Work item. Can you set out the lines from the first one through the line containing "419L5 418L4 426L45", both included, as a Markdown table with the columns Row and Line, skipping any blank lines?

- Opening Delimiter -

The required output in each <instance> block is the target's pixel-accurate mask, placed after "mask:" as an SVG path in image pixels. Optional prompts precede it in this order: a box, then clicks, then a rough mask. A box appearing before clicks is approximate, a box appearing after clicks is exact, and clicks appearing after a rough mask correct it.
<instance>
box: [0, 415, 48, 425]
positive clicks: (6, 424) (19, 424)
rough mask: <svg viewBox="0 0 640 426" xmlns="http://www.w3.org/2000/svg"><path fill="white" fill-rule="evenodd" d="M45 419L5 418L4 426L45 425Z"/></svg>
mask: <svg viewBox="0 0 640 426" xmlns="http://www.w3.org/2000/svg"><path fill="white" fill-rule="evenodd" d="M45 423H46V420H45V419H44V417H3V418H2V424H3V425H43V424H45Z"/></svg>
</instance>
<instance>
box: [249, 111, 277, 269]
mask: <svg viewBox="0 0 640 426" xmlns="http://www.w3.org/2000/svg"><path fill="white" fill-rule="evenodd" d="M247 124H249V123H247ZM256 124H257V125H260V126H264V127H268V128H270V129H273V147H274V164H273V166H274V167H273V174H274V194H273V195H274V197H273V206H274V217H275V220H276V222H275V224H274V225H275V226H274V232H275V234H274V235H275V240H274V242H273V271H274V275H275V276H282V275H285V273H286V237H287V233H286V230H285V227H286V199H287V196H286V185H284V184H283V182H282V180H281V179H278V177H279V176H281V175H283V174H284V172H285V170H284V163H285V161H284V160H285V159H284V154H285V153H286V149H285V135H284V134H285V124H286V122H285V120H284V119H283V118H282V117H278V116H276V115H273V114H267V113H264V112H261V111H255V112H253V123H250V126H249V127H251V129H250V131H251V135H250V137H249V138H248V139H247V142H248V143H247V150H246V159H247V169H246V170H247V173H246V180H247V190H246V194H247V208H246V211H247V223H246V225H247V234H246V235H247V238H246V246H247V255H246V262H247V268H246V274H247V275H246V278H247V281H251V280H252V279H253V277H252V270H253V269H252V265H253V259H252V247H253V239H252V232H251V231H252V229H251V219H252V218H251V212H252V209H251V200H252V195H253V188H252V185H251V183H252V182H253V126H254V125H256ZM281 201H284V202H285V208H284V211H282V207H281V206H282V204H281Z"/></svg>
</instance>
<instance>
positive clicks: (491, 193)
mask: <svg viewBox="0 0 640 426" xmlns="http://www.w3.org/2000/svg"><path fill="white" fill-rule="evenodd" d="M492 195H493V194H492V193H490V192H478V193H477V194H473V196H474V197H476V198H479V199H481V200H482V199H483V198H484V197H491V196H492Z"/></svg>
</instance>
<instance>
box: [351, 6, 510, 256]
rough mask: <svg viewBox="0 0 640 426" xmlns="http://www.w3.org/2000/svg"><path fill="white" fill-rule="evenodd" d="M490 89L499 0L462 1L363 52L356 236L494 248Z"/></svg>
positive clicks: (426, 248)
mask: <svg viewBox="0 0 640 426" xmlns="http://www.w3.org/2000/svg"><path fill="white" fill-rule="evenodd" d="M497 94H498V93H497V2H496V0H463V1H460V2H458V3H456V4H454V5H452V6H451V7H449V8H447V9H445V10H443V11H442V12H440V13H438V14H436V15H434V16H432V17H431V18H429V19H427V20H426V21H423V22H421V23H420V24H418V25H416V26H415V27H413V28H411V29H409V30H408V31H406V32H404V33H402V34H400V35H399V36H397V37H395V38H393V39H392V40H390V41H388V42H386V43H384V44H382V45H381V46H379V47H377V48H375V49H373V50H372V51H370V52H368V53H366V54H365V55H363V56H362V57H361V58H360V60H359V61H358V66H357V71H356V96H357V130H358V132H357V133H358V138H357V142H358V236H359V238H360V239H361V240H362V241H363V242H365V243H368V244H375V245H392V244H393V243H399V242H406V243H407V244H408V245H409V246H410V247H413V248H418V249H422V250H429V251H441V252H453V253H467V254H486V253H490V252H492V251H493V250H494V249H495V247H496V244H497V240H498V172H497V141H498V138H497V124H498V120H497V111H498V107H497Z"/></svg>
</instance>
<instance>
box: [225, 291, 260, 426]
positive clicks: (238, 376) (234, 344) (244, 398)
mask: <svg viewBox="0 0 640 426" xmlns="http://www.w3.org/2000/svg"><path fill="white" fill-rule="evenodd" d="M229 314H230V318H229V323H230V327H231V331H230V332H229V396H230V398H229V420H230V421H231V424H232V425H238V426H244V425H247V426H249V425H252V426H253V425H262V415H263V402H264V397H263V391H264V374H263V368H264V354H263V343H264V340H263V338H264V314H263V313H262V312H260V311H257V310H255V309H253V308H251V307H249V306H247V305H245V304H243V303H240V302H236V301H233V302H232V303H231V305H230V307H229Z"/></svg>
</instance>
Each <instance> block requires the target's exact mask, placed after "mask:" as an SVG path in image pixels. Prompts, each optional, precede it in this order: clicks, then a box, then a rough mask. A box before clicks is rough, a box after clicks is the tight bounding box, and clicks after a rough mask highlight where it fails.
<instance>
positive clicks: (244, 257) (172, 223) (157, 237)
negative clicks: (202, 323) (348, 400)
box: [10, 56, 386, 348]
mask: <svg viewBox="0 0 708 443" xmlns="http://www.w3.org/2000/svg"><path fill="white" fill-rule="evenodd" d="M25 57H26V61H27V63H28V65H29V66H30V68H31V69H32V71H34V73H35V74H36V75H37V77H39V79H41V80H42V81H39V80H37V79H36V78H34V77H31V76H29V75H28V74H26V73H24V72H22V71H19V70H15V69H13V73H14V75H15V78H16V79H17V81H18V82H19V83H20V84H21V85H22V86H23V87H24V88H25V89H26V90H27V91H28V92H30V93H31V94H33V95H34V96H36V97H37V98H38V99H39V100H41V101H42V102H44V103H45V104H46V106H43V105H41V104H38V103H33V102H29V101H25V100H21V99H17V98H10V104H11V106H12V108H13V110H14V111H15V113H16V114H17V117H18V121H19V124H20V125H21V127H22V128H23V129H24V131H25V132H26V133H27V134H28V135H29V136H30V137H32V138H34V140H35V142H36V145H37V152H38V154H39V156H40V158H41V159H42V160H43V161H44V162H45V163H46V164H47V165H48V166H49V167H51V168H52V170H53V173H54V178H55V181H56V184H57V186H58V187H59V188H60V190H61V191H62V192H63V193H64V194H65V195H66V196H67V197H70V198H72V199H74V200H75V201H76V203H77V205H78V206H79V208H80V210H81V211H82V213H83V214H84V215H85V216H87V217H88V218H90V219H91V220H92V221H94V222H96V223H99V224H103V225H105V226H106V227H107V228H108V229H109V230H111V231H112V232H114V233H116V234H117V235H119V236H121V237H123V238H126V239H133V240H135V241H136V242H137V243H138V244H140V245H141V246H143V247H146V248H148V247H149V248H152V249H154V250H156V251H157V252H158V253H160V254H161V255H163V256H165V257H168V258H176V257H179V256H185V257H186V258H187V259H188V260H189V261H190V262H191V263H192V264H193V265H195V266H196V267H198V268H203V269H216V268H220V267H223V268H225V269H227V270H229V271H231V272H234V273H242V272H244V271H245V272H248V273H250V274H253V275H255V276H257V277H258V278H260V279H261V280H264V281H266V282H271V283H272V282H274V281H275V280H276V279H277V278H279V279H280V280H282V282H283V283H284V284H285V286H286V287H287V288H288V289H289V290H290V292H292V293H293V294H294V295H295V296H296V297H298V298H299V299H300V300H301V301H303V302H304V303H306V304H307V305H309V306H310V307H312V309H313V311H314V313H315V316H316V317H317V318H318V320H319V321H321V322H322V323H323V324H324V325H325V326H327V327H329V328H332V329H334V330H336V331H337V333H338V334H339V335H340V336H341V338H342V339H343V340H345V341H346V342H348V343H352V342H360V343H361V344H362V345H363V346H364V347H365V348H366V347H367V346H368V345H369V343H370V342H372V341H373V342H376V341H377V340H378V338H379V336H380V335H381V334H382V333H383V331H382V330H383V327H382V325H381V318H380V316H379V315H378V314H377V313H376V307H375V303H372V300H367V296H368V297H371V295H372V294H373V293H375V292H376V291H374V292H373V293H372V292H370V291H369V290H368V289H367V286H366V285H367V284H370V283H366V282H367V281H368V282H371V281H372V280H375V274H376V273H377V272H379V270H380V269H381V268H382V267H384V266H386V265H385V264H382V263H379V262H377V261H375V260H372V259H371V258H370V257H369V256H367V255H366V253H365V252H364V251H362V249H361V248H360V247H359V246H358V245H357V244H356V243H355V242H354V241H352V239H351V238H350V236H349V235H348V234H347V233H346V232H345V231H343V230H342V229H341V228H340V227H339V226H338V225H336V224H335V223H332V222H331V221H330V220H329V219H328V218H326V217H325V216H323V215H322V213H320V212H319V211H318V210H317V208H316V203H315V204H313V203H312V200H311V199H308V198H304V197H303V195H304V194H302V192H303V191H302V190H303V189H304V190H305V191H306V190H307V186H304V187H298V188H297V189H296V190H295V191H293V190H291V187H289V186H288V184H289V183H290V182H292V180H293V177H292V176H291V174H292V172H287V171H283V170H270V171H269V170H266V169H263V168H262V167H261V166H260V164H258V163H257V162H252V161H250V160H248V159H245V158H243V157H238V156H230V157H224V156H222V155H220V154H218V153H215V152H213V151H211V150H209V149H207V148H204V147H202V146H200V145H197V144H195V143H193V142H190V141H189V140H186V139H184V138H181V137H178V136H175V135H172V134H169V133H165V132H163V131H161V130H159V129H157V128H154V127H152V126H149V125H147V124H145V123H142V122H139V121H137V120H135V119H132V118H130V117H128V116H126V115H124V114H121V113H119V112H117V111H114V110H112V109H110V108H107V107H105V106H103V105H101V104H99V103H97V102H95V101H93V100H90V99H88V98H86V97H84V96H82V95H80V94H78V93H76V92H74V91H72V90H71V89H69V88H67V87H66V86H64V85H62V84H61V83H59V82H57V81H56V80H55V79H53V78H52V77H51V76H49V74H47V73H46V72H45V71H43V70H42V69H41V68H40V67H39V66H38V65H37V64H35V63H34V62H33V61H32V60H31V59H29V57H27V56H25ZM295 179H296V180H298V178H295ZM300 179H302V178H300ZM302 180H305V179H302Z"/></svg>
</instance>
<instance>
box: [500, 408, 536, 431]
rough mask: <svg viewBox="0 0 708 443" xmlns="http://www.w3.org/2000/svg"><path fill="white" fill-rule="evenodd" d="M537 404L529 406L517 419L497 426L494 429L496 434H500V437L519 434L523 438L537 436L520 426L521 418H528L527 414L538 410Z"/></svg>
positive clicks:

- Closing Delimiter -

Your response.
| Row | Line |
|---|---|
| 1 | The required output in each <instance> block is the target's pixel-accurate mask, placed after "mask:" as an SVG path in image pixels. Optional prompts precede it in this order: a box, then clicks, then a rough mask. A box appearing before clicks is approximate, a box appearing after clicks is exact, and clicks appearing after a rough mask correct it. |
| 2 | <instance> |
| 3 | box: [0, 415, 48, 425] |
| 4 | positive clicks: (6, 424) (19, 424) |
| 5 | rough mask: <svg viewBox="0 0 640 426" xmlns="http://www.w3.org/2000/svg"><path fill="white" fill-rule="evenodd" d="M45 419L5 418L4 426L45 425Z"/></svg> |